> [About this exercise]: Would you output the entries below only from the line containing "Where in the photo above can the jacket" through the line containing "Where in the photo below can the green", exactly as they stand and with both ends included?

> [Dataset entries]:

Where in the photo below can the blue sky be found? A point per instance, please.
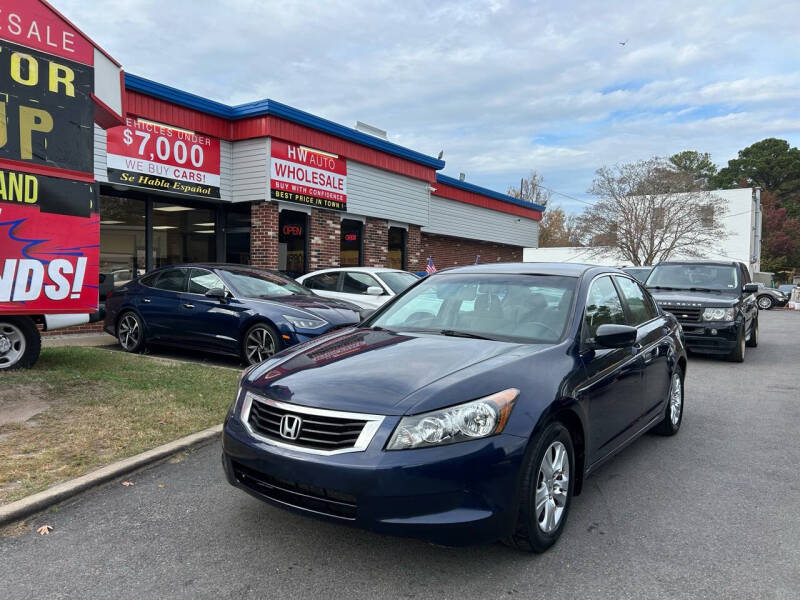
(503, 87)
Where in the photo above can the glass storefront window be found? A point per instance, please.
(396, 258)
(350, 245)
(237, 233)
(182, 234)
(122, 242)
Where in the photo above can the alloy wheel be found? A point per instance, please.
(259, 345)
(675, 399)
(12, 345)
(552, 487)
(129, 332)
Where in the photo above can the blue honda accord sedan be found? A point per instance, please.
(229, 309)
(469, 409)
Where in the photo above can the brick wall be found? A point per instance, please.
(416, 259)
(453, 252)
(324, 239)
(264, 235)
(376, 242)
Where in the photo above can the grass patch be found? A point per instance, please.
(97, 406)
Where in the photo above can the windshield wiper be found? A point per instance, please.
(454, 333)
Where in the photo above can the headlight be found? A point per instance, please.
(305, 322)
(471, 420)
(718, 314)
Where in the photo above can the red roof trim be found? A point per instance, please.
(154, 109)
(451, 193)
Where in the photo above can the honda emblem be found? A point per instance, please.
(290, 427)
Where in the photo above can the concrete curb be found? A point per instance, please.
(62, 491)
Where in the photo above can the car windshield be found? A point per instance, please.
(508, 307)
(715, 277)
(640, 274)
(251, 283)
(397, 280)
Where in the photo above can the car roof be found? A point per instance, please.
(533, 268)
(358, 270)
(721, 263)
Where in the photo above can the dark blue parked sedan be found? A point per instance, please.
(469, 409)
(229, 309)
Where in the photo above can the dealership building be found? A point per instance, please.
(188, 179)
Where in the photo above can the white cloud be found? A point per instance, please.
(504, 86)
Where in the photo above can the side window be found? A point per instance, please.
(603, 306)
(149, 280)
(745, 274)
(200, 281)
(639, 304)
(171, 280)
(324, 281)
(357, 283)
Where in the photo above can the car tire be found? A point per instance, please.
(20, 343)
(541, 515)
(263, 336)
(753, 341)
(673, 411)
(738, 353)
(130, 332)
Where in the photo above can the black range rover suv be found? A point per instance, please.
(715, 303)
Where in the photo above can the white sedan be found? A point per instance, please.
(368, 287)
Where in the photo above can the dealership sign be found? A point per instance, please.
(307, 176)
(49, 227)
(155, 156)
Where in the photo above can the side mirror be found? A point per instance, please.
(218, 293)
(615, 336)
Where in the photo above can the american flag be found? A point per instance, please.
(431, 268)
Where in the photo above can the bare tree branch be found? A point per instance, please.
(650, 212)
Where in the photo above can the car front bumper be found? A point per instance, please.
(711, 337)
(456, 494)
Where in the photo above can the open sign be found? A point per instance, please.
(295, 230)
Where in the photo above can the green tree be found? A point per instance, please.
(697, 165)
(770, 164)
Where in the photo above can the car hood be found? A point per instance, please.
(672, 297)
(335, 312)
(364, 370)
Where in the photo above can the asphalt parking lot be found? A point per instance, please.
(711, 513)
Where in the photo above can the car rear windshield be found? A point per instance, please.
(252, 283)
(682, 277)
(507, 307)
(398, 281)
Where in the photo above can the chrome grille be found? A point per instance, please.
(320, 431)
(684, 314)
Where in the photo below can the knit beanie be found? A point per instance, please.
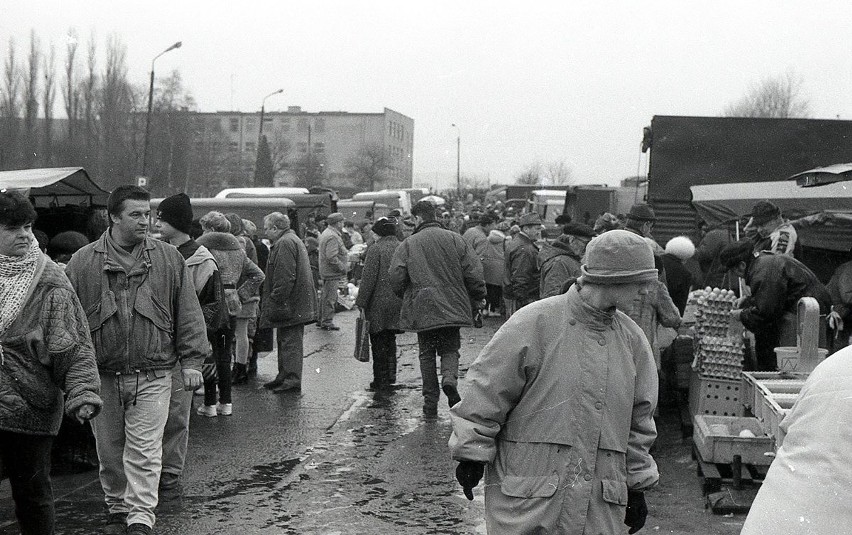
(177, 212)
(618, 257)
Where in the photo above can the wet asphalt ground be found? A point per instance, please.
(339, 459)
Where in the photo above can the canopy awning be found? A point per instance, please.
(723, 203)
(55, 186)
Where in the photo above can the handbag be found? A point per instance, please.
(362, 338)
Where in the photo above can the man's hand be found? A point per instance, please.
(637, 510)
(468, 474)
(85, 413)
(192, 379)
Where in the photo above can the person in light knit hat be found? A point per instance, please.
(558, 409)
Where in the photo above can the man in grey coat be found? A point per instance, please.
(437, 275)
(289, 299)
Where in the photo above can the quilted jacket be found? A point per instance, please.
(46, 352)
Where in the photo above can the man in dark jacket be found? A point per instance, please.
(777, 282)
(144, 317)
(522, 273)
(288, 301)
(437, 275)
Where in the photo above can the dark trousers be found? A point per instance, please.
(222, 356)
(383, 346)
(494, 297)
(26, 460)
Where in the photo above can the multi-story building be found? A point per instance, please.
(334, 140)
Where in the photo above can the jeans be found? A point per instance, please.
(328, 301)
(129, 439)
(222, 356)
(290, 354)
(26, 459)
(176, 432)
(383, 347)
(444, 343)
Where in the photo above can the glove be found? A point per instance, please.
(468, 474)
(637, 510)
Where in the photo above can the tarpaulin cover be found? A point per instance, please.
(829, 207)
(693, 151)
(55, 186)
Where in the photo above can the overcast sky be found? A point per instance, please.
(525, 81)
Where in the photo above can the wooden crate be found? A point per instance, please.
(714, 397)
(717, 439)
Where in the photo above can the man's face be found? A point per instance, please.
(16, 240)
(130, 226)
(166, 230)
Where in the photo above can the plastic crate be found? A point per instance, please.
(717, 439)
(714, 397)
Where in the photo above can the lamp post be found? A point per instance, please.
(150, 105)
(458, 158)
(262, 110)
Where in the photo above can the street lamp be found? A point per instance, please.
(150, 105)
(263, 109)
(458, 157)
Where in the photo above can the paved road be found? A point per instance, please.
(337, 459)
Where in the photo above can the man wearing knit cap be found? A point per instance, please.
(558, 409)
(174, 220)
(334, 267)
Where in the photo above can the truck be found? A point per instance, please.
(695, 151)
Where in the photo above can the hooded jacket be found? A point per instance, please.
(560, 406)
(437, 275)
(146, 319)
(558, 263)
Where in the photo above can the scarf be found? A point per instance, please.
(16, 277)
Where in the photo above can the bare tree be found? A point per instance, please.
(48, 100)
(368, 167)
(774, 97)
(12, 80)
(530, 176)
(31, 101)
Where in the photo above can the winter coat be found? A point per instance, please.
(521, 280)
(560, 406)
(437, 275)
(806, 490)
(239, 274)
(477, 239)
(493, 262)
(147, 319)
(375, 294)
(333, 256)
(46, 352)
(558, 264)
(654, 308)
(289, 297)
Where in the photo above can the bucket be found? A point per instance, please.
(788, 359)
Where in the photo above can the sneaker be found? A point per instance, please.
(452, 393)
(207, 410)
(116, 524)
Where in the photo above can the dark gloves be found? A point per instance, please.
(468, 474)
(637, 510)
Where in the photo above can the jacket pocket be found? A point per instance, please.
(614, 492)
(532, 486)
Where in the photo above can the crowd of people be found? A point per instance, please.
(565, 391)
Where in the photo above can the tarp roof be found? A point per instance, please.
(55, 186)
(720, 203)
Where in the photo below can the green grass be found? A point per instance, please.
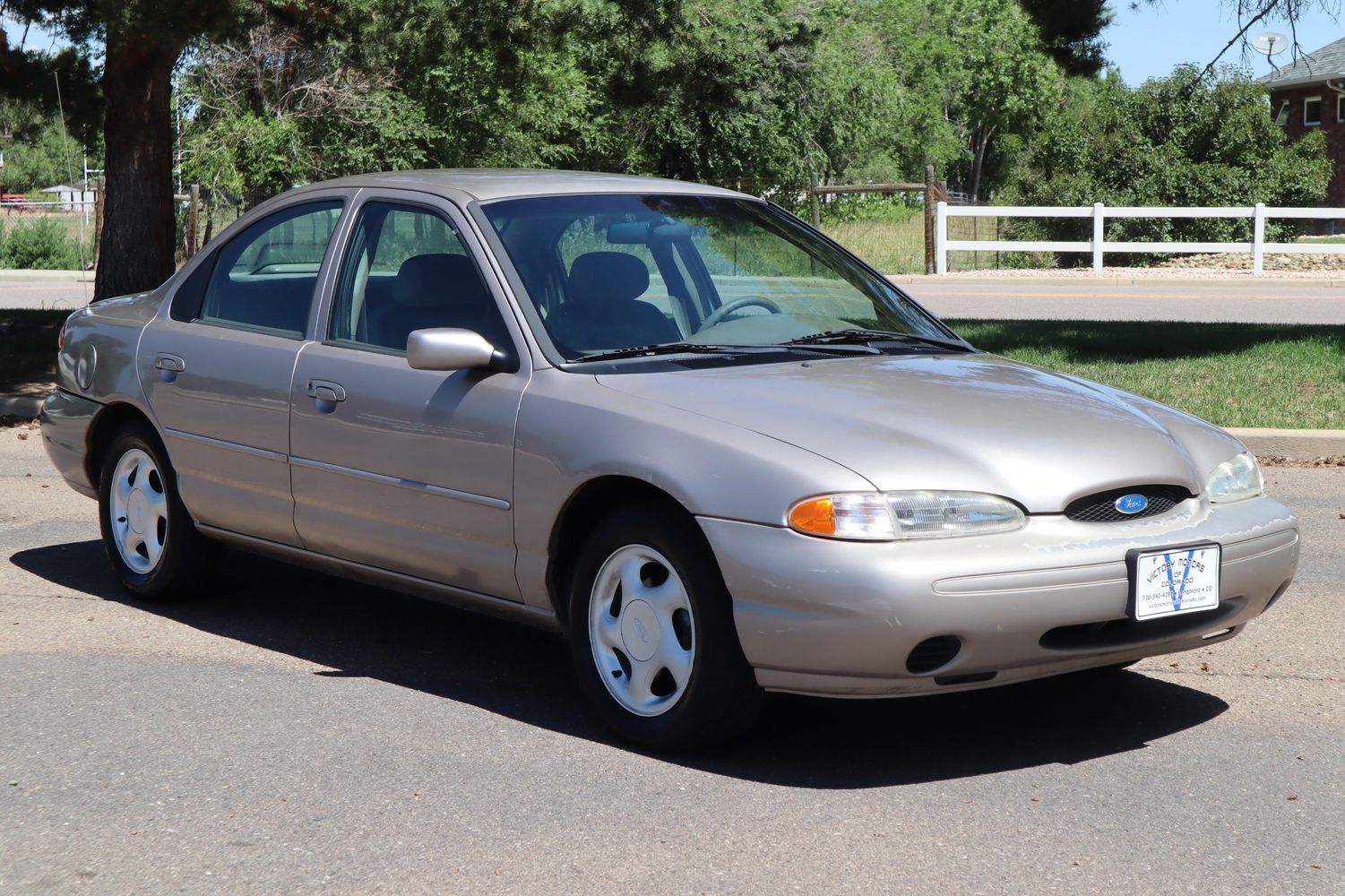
...
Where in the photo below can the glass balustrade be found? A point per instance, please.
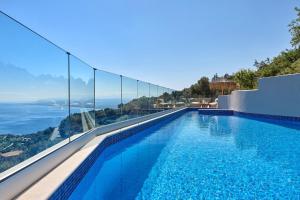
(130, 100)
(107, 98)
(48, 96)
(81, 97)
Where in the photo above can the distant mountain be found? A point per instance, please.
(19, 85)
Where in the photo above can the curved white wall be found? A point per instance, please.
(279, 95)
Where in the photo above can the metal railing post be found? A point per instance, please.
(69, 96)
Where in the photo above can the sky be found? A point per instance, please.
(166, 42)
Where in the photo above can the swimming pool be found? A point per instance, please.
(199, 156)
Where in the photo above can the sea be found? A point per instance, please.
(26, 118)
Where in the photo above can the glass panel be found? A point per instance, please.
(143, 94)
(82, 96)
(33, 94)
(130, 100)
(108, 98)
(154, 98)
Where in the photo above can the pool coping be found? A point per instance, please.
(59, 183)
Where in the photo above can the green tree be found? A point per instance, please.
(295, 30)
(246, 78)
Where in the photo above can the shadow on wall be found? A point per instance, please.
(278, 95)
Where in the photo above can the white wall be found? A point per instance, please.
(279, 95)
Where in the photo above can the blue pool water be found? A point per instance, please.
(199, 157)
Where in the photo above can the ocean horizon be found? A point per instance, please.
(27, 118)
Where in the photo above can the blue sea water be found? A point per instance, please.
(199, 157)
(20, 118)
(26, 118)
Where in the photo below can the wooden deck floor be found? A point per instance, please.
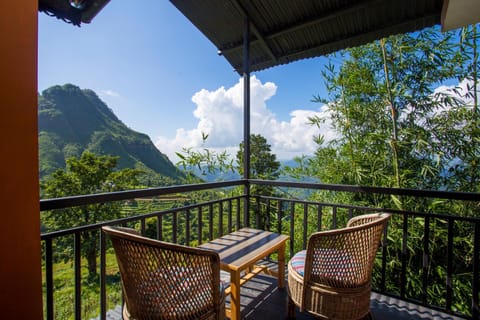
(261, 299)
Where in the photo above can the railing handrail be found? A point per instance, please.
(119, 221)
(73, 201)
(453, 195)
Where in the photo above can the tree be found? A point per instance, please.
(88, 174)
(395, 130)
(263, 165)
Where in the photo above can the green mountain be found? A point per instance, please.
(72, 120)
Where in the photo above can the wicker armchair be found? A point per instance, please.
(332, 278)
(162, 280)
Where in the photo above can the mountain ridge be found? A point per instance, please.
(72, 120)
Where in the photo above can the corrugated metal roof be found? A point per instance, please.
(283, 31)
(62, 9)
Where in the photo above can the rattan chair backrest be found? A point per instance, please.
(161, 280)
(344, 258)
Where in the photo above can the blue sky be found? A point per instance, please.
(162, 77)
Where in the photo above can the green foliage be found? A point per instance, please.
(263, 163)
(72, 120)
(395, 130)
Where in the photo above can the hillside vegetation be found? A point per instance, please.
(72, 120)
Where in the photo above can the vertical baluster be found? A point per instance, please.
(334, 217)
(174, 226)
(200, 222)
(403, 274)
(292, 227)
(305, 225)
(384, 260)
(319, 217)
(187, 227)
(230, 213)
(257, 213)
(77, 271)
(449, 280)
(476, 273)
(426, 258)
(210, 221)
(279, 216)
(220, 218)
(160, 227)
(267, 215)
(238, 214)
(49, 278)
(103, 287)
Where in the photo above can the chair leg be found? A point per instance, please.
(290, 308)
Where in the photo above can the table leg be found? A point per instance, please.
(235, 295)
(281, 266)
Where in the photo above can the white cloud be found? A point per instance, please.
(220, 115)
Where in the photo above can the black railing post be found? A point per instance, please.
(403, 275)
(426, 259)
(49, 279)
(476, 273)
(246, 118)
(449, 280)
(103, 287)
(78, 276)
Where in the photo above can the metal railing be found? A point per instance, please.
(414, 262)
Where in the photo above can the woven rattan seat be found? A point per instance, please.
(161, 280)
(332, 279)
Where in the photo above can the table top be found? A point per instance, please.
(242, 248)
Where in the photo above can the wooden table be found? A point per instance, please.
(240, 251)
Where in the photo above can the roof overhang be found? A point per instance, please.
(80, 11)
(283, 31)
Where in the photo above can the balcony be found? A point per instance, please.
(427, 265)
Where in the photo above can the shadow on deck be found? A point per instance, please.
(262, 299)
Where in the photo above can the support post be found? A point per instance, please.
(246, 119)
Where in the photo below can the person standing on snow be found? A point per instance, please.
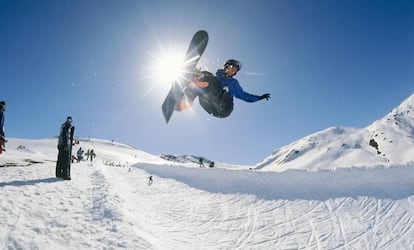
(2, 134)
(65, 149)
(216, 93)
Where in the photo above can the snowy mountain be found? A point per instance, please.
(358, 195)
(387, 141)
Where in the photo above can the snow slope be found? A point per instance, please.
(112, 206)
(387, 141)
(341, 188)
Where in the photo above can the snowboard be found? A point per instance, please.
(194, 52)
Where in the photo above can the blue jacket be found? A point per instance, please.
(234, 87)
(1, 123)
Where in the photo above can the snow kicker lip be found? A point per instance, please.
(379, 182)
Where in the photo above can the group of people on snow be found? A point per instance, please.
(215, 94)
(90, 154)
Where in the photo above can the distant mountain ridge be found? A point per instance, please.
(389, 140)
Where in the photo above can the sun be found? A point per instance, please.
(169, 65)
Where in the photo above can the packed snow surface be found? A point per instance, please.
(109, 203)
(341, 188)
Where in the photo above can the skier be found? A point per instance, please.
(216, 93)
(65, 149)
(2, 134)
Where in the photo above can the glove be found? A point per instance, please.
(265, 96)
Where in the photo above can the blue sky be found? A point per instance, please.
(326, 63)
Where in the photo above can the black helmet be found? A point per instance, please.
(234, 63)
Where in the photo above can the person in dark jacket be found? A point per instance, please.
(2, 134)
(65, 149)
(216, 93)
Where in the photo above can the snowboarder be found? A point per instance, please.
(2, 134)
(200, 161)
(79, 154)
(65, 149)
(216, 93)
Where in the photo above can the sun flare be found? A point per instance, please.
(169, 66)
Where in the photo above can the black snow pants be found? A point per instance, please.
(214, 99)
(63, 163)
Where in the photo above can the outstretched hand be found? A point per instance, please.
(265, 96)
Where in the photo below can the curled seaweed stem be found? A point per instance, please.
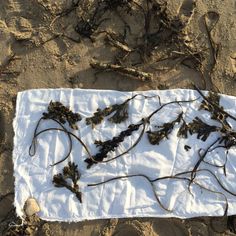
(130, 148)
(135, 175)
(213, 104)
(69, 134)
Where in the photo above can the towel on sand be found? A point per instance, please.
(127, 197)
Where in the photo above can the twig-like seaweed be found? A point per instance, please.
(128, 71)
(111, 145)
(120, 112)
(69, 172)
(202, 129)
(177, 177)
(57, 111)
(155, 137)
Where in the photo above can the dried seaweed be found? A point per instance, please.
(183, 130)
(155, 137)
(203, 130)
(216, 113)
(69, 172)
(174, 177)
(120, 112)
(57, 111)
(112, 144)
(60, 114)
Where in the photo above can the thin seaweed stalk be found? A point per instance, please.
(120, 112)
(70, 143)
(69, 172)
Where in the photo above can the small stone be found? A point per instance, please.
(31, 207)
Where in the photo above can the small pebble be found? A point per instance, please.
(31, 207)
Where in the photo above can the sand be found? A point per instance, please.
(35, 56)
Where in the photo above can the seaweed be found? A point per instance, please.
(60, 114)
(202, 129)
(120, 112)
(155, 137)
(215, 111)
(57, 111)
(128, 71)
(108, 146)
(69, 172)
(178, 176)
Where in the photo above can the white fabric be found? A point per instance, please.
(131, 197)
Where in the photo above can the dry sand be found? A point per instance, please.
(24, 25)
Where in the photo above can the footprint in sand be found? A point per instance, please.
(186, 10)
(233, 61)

> [Answer below]:
Where in the photo above can the jacket pocket be found? A point per instance, please.
(614, 492)
(532, 486)
Where in the photo above can the crowd of people be found? A point per instance, please.
(565, 391)
Where in the photo above can the tarp roof be found? A point per instance, please.
(55, 186)
(720, 203)
Where in the photo below can the green grass be found? A point per instance, please.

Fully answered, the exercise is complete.